Closed sbryngelson closed 1 month ago

sbryngelson commented 1 month ago

Add the ability to run ./mfc.sh bench (or a variant) from a local computer.

I'm currently running ./mfc.sh bench —o name_here, which "benchmarks" the benchmark cases on your local copy and writes the output to name_here, but it doesn't clone the master branch and compare against that.

We would probably want to add an additional benchmark flag for local benchmarking because I think the above version is used in CI. So, something like ./mfc.sh bench --local would do the trick.

henryleberre commented 1 month ago

The intention was that you run ./mfc.sh bench on a reference branch/commit and use the resulting benchmark file thereafter. I am not sure that implementing this automation is worth the cost. It feels easier to use this method. Your automation script would have to use git merge-base between the current branch and upstream to find the "reference" official commit.

sbryngelson commented 1 month ago

This seems reasonable, though I'm not sure I understand fully what you mean. I see that doing a git call and re-running everything is a burden that most probably do not want. I guess you're saying that one should clone two branches or forks, then run ./mfc.sh bench on both and compare the output yourself?
○ ○ ○ ○ ○ ○ ○
WHAT IS REQUIRED.
Write out the part of the benchmarking discussion above from "Closed sbryngelson closed" to "do the trick.", word for word.
○ ○ ○ ○ ○ ○ ○
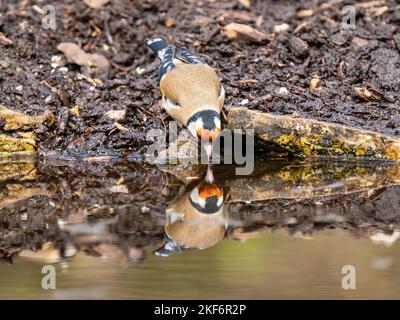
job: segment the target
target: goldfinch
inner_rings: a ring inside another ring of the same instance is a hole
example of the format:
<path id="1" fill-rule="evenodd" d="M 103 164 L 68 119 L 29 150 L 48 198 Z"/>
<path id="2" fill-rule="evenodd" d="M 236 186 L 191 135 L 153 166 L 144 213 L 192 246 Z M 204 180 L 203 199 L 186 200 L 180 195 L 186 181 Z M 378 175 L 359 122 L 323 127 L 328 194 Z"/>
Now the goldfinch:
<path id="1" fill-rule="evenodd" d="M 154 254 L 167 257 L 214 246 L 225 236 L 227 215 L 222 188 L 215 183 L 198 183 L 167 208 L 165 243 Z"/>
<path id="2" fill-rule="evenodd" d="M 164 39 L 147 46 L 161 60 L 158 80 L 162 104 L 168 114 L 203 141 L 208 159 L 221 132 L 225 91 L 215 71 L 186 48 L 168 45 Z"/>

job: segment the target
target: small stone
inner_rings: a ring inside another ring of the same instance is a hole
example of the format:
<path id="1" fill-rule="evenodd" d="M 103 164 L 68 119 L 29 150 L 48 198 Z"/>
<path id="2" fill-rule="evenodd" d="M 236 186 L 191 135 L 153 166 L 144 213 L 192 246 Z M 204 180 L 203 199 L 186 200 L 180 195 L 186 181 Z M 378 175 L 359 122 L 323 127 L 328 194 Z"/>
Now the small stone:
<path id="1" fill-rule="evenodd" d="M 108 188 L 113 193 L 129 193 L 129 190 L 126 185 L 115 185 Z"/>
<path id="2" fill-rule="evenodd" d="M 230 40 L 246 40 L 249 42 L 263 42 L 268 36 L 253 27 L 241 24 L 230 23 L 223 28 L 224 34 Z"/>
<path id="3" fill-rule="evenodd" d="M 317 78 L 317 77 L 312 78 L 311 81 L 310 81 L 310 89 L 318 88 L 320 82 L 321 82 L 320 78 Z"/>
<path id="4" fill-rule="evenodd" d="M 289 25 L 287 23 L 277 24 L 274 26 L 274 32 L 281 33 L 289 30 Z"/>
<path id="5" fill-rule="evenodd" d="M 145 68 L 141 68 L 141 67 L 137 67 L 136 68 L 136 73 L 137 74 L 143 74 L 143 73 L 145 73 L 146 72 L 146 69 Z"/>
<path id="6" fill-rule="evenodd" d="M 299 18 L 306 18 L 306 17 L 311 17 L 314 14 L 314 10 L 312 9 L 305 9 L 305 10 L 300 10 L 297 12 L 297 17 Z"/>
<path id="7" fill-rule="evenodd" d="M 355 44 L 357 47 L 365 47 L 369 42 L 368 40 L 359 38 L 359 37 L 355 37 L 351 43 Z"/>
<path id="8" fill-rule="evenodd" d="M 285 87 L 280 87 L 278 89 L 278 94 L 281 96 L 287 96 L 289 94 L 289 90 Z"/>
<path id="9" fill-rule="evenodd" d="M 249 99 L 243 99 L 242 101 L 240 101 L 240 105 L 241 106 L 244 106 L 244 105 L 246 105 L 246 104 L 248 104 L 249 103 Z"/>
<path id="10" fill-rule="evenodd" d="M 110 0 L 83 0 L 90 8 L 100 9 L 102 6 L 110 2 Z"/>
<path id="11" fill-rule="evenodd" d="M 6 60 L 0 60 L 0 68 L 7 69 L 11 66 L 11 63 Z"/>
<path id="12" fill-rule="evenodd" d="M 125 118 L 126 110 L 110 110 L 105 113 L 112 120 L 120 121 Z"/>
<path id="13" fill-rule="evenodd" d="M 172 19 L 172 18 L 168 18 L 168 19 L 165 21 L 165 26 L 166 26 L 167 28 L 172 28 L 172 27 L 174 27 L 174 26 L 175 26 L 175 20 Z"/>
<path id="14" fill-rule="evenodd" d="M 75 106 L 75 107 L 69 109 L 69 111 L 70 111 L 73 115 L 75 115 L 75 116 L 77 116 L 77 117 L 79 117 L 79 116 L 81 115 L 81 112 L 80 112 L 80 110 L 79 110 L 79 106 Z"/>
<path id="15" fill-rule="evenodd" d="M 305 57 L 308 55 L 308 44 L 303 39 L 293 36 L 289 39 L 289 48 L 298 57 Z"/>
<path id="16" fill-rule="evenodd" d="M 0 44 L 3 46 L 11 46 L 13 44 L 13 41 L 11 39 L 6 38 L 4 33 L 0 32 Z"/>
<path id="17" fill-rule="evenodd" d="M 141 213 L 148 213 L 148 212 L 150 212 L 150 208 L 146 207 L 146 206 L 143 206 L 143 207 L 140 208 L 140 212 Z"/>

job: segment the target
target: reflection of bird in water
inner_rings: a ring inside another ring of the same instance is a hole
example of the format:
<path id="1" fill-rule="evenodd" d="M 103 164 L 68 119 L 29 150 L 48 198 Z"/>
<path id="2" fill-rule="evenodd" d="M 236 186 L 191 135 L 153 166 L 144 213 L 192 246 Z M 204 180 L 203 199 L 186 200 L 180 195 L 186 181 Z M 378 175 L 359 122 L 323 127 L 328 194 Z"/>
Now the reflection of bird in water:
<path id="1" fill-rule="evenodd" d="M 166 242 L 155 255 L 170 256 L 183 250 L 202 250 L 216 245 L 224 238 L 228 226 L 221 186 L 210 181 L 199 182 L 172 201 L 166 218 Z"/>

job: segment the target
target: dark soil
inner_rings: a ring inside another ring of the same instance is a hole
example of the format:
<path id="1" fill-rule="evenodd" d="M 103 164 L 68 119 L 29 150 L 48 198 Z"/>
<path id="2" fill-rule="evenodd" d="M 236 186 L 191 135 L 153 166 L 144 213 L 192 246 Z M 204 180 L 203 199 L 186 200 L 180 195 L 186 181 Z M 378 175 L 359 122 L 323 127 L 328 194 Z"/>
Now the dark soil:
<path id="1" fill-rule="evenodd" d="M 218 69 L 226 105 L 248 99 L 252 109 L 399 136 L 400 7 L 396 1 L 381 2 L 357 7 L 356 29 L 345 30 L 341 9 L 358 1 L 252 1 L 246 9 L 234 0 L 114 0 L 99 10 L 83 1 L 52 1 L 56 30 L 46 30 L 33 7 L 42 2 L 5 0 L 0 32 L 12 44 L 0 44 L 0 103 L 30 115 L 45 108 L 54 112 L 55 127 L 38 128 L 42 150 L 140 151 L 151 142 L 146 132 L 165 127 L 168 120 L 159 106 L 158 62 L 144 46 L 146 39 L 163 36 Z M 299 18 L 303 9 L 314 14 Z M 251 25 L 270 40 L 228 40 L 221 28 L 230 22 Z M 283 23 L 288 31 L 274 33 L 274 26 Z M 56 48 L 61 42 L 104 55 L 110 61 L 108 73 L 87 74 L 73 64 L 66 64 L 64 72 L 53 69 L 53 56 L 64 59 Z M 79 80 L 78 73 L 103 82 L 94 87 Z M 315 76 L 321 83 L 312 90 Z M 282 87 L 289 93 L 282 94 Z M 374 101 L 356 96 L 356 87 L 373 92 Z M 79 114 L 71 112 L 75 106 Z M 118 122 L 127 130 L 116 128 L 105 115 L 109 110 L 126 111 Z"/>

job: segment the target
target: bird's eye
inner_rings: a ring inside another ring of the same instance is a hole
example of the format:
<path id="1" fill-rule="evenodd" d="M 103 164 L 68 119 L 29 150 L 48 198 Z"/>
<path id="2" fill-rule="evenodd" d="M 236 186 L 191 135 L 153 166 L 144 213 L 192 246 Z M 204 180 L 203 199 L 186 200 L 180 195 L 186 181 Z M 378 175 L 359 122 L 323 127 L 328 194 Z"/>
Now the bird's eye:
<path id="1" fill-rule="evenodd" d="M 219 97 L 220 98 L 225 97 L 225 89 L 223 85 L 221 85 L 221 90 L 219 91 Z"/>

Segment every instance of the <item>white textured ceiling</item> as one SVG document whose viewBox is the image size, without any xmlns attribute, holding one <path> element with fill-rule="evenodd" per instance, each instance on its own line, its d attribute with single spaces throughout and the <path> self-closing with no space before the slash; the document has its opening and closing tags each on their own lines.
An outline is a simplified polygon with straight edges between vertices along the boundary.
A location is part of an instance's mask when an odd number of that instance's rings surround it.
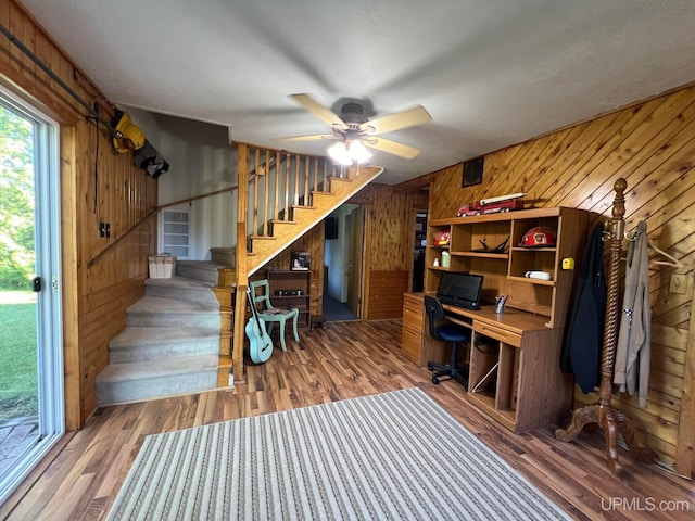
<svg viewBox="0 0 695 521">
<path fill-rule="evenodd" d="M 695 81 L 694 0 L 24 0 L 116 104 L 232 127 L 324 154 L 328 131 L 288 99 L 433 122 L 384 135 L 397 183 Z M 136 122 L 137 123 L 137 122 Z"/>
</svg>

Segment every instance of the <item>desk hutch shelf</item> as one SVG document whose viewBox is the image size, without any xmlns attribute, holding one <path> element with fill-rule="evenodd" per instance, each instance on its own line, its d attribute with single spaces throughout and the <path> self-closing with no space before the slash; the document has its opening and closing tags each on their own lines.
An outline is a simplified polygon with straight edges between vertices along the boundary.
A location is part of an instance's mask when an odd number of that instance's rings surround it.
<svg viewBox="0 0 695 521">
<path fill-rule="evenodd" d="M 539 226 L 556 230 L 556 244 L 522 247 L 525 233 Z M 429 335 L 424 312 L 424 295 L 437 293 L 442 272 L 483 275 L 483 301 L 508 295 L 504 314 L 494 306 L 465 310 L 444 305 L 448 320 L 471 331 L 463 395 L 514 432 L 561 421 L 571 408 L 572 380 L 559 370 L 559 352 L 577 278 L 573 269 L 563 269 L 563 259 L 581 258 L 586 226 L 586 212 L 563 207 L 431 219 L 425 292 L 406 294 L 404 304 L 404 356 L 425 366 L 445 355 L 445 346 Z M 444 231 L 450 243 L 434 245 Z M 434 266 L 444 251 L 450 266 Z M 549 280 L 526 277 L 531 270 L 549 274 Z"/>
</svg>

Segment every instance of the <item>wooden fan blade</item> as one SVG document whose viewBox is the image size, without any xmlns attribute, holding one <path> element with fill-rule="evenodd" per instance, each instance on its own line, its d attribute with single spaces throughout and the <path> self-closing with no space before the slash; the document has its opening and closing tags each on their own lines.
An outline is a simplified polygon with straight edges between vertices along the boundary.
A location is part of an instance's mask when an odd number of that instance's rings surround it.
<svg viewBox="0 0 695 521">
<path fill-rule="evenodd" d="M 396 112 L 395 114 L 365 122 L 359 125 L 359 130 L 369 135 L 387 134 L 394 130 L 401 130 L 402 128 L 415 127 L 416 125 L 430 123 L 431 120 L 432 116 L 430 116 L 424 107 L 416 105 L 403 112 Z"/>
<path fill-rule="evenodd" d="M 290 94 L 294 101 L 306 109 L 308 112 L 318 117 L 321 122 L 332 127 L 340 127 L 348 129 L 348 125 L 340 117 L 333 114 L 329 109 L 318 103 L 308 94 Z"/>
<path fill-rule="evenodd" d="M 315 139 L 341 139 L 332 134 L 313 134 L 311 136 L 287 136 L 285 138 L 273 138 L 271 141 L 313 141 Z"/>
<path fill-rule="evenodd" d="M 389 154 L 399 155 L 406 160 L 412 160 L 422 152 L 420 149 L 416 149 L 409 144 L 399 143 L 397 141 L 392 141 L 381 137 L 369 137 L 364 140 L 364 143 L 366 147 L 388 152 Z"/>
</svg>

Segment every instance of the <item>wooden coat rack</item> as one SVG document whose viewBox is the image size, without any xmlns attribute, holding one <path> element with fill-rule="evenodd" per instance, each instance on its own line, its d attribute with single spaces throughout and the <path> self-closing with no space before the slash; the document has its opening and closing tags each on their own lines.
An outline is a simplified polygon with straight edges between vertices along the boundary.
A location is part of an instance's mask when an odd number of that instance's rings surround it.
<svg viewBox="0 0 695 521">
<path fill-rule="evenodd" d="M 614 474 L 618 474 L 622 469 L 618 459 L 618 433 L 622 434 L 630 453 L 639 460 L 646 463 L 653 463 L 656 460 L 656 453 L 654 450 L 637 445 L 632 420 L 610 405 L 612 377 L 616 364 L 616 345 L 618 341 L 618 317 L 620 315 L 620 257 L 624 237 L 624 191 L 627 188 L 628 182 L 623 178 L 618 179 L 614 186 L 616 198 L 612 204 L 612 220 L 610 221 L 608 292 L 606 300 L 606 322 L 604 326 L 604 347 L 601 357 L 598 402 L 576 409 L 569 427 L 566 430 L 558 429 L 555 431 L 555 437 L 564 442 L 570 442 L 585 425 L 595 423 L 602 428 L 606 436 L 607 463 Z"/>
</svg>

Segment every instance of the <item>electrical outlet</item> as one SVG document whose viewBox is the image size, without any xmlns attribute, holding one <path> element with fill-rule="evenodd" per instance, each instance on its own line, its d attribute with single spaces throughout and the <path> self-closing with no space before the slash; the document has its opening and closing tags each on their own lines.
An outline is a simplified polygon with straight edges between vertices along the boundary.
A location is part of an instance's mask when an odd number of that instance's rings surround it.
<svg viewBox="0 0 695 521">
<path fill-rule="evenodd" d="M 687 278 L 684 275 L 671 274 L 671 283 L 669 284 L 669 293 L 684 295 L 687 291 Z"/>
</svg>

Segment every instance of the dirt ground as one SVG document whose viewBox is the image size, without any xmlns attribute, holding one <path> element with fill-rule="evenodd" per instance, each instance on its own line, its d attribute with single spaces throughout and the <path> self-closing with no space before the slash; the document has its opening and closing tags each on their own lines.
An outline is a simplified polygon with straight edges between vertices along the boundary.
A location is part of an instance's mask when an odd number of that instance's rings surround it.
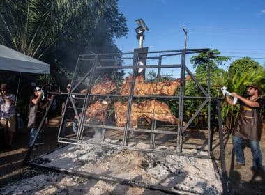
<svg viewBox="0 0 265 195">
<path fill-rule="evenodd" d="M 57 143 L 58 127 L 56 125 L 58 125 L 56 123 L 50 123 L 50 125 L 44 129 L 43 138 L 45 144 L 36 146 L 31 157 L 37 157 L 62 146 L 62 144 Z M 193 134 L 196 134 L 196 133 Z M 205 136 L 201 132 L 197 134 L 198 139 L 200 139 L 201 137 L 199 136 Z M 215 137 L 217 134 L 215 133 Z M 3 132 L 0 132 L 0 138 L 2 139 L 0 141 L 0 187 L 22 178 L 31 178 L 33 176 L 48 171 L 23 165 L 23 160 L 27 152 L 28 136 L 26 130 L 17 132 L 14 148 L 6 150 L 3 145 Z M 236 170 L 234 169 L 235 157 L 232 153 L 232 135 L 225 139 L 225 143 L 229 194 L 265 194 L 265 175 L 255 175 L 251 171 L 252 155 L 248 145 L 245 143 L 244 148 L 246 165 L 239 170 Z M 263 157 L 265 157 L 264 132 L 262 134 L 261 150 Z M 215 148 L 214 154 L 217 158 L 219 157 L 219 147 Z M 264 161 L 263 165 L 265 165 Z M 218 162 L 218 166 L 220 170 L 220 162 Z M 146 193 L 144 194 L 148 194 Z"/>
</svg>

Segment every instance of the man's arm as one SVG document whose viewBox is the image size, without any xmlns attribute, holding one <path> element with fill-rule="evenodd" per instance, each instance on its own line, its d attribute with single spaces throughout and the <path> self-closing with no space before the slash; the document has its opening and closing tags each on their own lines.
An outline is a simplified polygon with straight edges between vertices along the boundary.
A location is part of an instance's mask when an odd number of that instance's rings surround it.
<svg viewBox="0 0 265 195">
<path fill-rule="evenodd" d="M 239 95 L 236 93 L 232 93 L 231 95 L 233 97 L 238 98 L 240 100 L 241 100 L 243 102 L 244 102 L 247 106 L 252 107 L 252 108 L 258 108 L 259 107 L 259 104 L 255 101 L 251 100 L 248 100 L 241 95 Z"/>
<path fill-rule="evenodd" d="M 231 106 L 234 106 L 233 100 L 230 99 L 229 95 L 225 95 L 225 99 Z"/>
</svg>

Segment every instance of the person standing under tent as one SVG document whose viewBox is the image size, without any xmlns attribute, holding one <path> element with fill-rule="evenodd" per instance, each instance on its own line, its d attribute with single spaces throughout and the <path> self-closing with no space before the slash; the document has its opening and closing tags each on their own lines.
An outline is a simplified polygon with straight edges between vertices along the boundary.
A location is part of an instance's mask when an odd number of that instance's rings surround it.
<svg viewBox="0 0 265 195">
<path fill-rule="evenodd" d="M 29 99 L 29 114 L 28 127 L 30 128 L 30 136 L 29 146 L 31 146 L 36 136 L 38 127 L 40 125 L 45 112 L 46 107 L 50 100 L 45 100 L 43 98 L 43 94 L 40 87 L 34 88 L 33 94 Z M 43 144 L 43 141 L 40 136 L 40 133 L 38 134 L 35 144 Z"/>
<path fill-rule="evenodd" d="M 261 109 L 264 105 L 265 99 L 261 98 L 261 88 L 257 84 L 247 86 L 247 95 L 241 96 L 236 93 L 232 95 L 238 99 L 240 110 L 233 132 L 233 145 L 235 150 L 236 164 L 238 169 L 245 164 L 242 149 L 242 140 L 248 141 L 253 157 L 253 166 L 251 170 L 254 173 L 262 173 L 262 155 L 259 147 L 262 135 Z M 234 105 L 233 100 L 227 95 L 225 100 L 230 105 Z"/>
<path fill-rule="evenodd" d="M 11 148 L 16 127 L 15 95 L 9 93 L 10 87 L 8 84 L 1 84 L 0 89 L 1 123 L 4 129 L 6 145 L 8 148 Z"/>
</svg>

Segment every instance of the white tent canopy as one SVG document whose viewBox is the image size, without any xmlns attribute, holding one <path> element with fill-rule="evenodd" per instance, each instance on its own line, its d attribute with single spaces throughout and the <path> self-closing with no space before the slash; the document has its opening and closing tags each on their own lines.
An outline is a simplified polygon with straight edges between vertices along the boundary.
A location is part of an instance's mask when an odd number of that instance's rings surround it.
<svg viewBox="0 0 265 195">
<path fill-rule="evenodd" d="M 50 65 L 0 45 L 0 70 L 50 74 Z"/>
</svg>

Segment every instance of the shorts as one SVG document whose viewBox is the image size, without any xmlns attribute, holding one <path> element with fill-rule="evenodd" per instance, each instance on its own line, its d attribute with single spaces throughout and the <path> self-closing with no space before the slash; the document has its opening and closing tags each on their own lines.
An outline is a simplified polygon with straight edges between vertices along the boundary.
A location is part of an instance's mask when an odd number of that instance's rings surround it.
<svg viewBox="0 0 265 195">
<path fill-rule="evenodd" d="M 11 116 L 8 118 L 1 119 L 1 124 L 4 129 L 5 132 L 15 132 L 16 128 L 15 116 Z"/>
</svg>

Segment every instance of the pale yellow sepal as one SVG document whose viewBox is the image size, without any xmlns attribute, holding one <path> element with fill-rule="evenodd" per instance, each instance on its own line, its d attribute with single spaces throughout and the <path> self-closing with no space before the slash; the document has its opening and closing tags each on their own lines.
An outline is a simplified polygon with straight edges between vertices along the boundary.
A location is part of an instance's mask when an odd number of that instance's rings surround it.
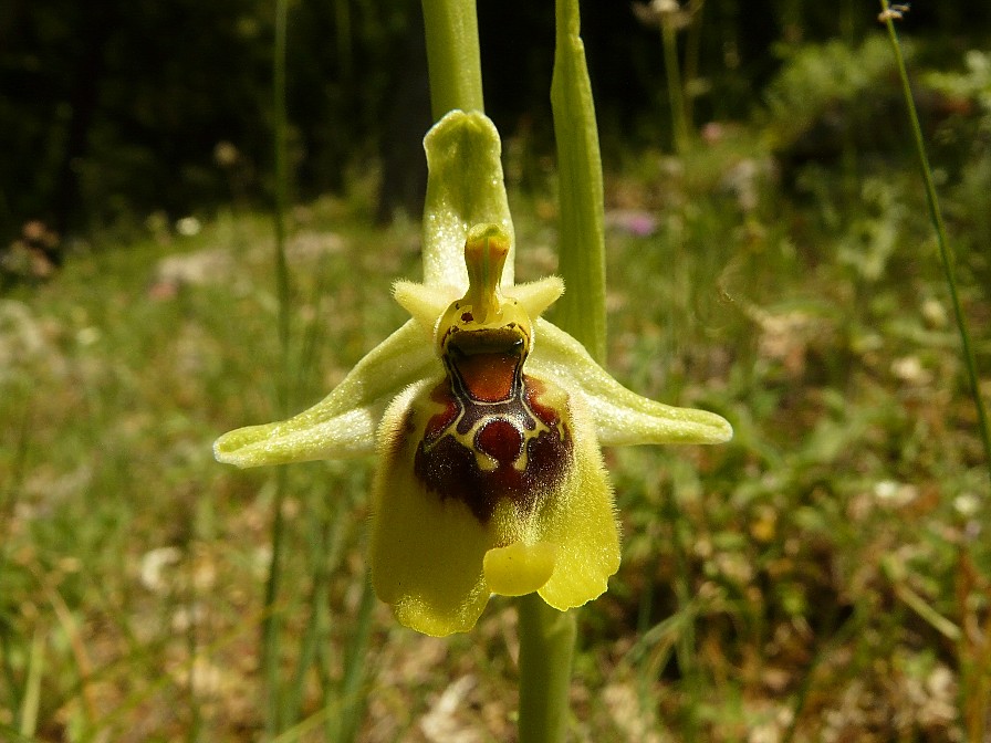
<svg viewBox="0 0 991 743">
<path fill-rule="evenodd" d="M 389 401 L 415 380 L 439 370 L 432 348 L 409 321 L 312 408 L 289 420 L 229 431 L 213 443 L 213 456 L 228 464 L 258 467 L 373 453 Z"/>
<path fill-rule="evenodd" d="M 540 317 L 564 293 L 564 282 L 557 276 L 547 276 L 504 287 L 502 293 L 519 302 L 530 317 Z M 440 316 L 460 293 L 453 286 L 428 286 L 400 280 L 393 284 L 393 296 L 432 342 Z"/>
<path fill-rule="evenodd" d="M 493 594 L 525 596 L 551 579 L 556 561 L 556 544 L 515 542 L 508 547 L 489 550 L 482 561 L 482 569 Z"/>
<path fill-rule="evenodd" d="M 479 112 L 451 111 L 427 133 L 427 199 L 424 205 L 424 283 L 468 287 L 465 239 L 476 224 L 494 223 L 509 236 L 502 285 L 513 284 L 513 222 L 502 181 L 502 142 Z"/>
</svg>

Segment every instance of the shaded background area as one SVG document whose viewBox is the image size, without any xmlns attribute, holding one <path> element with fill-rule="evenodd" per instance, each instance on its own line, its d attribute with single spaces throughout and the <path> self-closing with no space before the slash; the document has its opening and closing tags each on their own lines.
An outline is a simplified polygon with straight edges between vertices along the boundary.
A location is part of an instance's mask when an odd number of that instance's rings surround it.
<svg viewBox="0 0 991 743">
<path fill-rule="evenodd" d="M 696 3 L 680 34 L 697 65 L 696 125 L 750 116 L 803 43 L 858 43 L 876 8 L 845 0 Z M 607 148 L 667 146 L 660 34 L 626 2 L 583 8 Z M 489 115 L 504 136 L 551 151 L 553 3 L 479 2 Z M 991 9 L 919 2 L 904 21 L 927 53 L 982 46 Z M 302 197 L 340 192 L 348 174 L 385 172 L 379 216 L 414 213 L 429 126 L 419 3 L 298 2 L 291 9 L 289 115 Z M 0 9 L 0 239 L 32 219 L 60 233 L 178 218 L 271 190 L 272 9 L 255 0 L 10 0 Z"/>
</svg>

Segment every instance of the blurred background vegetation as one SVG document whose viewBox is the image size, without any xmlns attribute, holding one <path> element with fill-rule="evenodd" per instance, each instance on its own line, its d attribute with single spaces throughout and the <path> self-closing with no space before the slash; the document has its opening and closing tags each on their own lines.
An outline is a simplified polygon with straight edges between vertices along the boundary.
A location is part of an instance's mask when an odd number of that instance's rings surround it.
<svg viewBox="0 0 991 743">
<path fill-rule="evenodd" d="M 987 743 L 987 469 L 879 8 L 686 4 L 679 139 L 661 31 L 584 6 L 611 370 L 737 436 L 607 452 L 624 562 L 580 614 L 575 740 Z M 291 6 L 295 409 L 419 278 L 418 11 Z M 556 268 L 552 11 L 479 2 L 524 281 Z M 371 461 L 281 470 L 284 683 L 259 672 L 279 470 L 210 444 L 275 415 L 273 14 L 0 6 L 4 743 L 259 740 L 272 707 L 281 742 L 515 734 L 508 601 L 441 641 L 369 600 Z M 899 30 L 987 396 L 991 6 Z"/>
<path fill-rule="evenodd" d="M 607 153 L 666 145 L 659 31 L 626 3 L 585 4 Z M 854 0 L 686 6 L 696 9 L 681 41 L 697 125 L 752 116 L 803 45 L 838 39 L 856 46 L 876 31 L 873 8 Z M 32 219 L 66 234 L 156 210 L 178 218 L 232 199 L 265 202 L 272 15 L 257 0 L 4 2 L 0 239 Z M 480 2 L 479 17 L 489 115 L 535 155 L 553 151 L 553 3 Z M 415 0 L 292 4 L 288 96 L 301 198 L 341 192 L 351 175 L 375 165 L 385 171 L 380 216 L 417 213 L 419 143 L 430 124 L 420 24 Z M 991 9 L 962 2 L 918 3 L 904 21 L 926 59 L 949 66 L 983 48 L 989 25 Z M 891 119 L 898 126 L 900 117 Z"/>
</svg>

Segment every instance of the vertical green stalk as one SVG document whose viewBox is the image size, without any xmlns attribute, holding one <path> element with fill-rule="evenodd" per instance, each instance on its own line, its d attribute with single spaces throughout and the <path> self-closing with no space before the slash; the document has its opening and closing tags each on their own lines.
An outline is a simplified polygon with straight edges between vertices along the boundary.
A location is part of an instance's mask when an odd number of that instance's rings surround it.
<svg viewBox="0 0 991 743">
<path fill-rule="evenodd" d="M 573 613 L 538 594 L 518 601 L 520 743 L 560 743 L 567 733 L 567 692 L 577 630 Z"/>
○ ○ ○ ○ ○ ○ ○
EXERCISE SOLUTION.
Closed sbryngelson closed 1 month ago

sbryngelson commented 1 month ago

Add the ability to run ./mfc.sh bench (or a variant) from a local computer.

I'm currently running ./mfc.sh bench —o name_here, which "benchmarks" the benchmark cases on your local copy and writes the output to name_here, but it doesn't clone the master branch and compare against that.

We would probably want to add an additional benchmark flag for local benchmarking because I think the above version is used in CI. So, something like ./mfc.sh bench --local would do the trick.